*Exercise goal*. Copy the items below, swapping each "instance" for "occurrence" and keeping everything else unchanged.

— Start Extracted data —

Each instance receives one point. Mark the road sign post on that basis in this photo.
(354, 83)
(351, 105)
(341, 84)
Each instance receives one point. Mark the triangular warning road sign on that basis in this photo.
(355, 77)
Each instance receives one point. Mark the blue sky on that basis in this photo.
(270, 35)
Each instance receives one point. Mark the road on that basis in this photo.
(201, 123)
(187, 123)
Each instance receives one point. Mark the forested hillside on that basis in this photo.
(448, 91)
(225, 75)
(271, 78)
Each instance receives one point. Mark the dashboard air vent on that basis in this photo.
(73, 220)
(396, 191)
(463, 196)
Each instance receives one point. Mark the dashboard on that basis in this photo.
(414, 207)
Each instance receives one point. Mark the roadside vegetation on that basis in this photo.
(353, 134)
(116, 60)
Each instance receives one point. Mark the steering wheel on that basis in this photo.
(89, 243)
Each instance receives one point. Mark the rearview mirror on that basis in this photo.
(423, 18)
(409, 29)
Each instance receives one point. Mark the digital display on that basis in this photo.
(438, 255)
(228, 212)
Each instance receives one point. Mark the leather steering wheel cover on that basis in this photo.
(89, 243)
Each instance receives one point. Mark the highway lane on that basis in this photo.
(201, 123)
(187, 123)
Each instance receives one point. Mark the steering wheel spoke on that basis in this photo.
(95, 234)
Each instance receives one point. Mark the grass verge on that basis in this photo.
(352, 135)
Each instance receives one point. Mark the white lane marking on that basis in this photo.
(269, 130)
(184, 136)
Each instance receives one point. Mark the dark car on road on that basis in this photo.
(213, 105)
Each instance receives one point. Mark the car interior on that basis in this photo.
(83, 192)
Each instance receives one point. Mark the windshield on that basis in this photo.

— End Extracted data —

*Output below*.
Each occurrence receives one point. Mark the road sign post on that basis in this photo.
(354, 83)
(351, 105)
(341, 84)
Each occurrence receives one point. Mark the triangular warning road sign on that basis in this photo.
(355, 77)
Each occurrence receives one point. Mark the blue sky on that basis in this photo.
(270, 35)
Each occurrence receives one point. Mark the road on that basis in this photo.
(201, 123)
(187, 123)
Each occurrence receives one point. Mark the forested hillside on that basis in this photo.
(448, 91)
(225, 75)
(271, 78)
Each occurrence receives one point. Mark the dashboard air vent on that basis in this photo.
(73, 220)
(396, 191)
(463, 196)
Each occurrence receives one point. Mark the dashboard on that basis in this photo.
(414, 207)
Each occurrence receives one point. Mark the roadside vegetation on that basis in this photo.
(353, 134)
(116, 60)
Each occurrence receives one point. Mark the steering wheel on that basis in this photo.
(89, 243)
Each occurrence receives one point. Mark the rearview mirror on that basis in this photo.
(423, 18)
(409, 29)
Each occurrence receives one point. Mark the digital display on that basis in this photo.
(438, 255)
(228, 212)
Each occurrence receives one point. Mark the leather steering wheel cover on that basis in this photo.
(89, 243)
Each occurrence receives one point. Mark the highway lane on that basis in this photo.
(201, 123)
(187, 123)
Each occurrence receives one point. Mark the steering wheel spoke on that basis in this photo.
(95, 234)
Each occurrence receives one point. Mark the grass verge on that basis in this photo.
(352, 135)
Each occurrence receives one point. Mark the white lane marking on that basis in this photo.
(269, 130)
(184, 136)
Each occurrence receives one point. Mark the dark car on road on that basis in this photo.
(213, 105)
Each occurrence receives one point. Mark the car interior on that basis in this photo.
(83, 192)
Each occurrence receives one point. Mark the windshield on that basis in this photo.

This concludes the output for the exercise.